## Begin Information shown

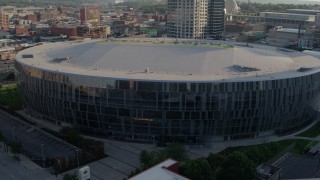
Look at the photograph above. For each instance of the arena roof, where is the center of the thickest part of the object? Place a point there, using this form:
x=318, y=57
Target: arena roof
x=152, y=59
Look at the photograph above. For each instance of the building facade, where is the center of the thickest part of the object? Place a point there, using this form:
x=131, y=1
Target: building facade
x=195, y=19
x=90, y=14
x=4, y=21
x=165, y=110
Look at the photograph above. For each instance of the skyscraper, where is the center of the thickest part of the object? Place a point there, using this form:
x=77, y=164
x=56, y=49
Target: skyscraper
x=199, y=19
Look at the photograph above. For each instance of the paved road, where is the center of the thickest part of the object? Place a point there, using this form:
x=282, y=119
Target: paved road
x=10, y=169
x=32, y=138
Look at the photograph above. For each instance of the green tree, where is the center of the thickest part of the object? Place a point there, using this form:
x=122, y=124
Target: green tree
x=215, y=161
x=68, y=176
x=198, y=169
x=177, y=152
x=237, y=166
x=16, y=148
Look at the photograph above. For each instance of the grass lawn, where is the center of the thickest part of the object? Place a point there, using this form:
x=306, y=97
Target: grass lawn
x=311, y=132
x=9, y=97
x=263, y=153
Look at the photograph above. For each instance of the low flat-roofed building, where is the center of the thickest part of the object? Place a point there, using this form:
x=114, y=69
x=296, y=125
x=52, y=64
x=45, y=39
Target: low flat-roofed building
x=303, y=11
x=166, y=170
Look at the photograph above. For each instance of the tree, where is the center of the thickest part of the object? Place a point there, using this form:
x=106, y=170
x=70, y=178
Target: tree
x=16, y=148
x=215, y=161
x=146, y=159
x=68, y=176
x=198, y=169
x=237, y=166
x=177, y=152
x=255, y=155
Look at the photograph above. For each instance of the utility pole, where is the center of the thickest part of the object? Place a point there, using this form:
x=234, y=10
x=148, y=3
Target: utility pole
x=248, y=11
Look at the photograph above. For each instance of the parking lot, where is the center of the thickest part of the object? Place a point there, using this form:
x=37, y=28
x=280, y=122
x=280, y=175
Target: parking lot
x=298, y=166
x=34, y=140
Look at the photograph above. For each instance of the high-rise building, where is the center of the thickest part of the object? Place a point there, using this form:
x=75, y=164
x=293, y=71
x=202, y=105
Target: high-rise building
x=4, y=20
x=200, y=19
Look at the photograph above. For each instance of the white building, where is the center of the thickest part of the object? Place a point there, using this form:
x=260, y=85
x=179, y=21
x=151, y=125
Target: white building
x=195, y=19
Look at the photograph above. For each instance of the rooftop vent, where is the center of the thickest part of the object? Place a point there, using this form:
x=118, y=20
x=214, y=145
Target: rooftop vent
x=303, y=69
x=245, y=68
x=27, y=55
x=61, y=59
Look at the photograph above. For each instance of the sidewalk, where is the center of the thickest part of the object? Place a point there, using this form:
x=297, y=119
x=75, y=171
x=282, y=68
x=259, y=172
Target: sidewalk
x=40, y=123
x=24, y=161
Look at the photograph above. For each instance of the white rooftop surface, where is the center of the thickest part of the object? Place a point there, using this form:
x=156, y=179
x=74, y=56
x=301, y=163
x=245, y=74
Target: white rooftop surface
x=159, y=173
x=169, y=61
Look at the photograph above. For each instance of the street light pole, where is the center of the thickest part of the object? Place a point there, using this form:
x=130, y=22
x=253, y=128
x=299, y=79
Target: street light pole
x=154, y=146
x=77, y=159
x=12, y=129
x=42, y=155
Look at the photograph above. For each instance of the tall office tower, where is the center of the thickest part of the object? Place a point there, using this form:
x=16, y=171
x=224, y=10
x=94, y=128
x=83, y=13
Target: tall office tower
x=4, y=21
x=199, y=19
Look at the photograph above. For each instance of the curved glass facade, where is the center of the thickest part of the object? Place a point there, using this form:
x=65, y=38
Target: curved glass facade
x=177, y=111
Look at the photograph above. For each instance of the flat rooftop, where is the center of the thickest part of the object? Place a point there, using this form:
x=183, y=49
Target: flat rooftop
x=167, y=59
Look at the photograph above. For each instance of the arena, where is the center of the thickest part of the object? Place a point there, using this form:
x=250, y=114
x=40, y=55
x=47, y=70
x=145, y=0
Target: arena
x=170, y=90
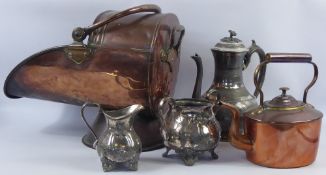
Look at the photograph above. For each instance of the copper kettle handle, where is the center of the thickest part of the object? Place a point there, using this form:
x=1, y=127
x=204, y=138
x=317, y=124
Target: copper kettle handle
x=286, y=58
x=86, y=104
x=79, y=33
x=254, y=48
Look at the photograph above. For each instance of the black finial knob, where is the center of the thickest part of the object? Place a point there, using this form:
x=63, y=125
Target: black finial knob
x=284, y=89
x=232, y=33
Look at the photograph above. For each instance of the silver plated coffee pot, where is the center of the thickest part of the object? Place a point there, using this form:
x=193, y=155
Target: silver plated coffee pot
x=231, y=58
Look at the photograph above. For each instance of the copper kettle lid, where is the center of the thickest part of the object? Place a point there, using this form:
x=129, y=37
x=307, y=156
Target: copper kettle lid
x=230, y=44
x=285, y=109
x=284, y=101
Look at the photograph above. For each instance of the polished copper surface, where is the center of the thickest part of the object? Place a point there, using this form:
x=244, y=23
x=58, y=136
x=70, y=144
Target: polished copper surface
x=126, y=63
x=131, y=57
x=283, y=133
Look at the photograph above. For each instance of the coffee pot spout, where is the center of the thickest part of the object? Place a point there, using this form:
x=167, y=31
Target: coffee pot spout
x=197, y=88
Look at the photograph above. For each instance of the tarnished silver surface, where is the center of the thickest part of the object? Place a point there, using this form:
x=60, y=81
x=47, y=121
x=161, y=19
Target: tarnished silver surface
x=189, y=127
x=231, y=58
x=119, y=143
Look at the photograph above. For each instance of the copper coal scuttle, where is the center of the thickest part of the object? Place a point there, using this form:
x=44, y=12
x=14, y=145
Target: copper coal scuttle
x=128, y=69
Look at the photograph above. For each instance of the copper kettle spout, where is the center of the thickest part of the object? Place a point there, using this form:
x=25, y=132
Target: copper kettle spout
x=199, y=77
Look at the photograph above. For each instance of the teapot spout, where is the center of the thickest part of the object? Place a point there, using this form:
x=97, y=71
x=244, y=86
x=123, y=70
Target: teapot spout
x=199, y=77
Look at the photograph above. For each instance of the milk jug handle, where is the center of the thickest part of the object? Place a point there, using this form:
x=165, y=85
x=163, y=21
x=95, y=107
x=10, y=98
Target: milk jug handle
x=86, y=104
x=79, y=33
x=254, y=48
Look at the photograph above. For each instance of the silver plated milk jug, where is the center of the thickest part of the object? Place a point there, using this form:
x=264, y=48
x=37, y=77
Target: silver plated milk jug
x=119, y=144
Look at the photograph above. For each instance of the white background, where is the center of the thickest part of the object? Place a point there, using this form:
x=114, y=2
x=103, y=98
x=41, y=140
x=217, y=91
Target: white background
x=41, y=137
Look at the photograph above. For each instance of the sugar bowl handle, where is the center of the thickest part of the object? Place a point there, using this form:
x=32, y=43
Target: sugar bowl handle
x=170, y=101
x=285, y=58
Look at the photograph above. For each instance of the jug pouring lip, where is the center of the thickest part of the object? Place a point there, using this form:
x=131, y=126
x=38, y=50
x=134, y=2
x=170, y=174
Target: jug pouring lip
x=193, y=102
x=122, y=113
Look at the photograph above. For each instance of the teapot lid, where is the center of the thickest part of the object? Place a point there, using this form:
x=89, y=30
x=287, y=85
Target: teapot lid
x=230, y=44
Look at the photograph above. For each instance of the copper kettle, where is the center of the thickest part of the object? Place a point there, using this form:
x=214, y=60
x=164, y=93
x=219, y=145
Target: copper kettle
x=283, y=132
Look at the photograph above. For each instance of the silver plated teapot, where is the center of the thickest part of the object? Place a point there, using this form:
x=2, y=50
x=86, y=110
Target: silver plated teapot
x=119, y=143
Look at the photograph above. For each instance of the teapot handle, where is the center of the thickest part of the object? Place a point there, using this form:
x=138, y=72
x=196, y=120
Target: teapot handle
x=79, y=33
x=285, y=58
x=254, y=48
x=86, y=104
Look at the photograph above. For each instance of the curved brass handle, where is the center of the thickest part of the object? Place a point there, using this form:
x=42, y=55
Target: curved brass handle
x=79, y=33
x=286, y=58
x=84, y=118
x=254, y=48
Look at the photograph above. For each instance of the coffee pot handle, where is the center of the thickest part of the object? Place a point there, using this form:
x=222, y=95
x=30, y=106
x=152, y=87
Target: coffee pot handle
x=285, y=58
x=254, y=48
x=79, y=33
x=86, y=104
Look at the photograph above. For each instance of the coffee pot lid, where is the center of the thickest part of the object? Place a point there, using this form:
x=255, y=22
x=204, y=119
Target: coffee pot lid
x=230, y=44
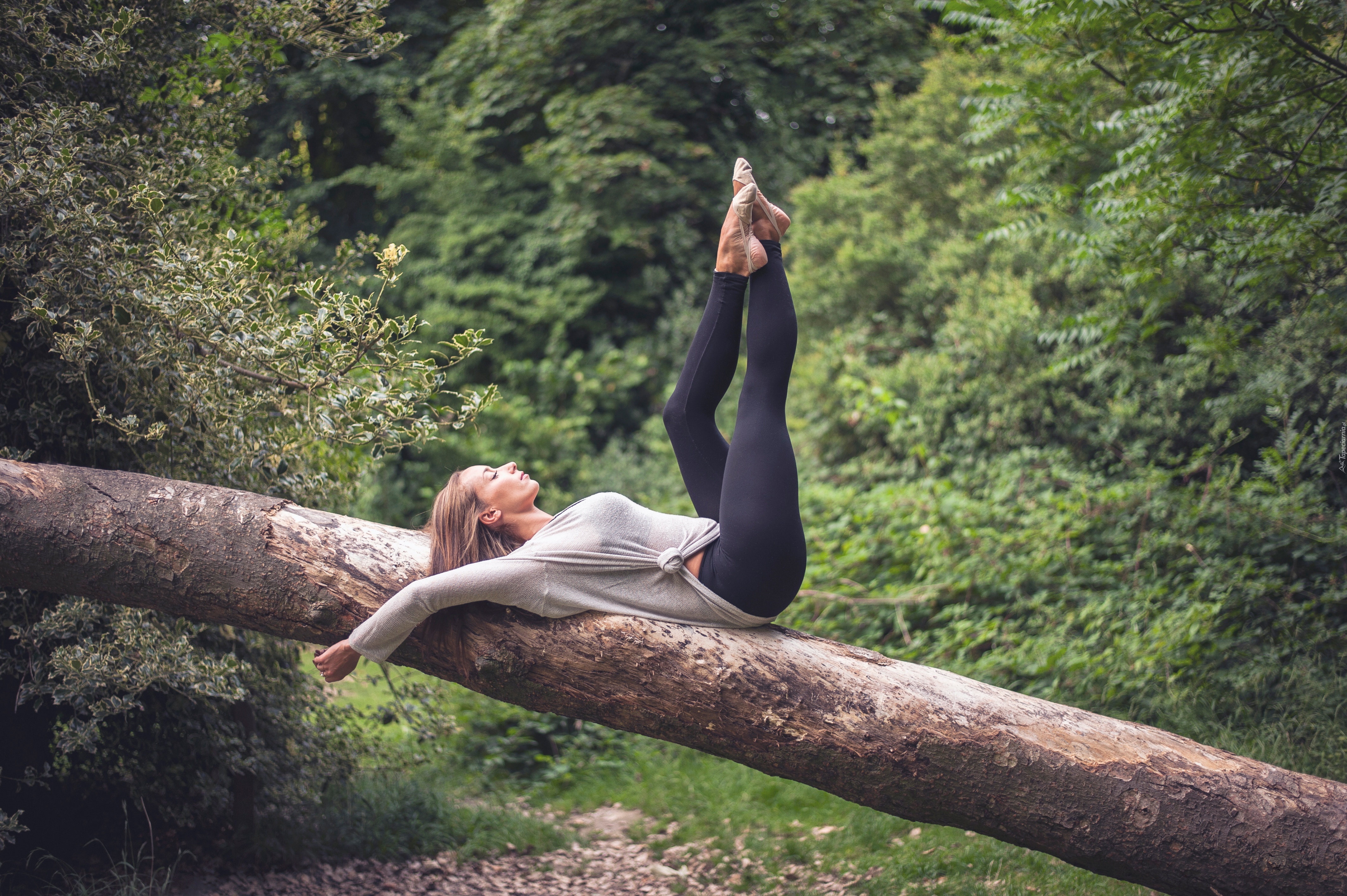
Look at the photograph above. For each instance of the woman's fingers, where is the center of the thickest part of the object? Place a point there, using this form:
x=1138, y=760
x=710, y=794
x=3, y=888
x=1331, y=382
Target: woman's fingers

## End Information shown

● To do:
Rewrite the stretch from the line containing "milk jug, where" through the line containing "x=119, y=144", putting "stainless steel" in place of "silver plated" and leaving everything else unchanged.

● Solution:
Look at the photograph above. For each instance of the stainless steel milk jug, where is the center of the thickest part of the object? Place a point there, using this form:
x=264, y=48
x=37, y=77
Target: stainless steel milk jug
x=119, y=144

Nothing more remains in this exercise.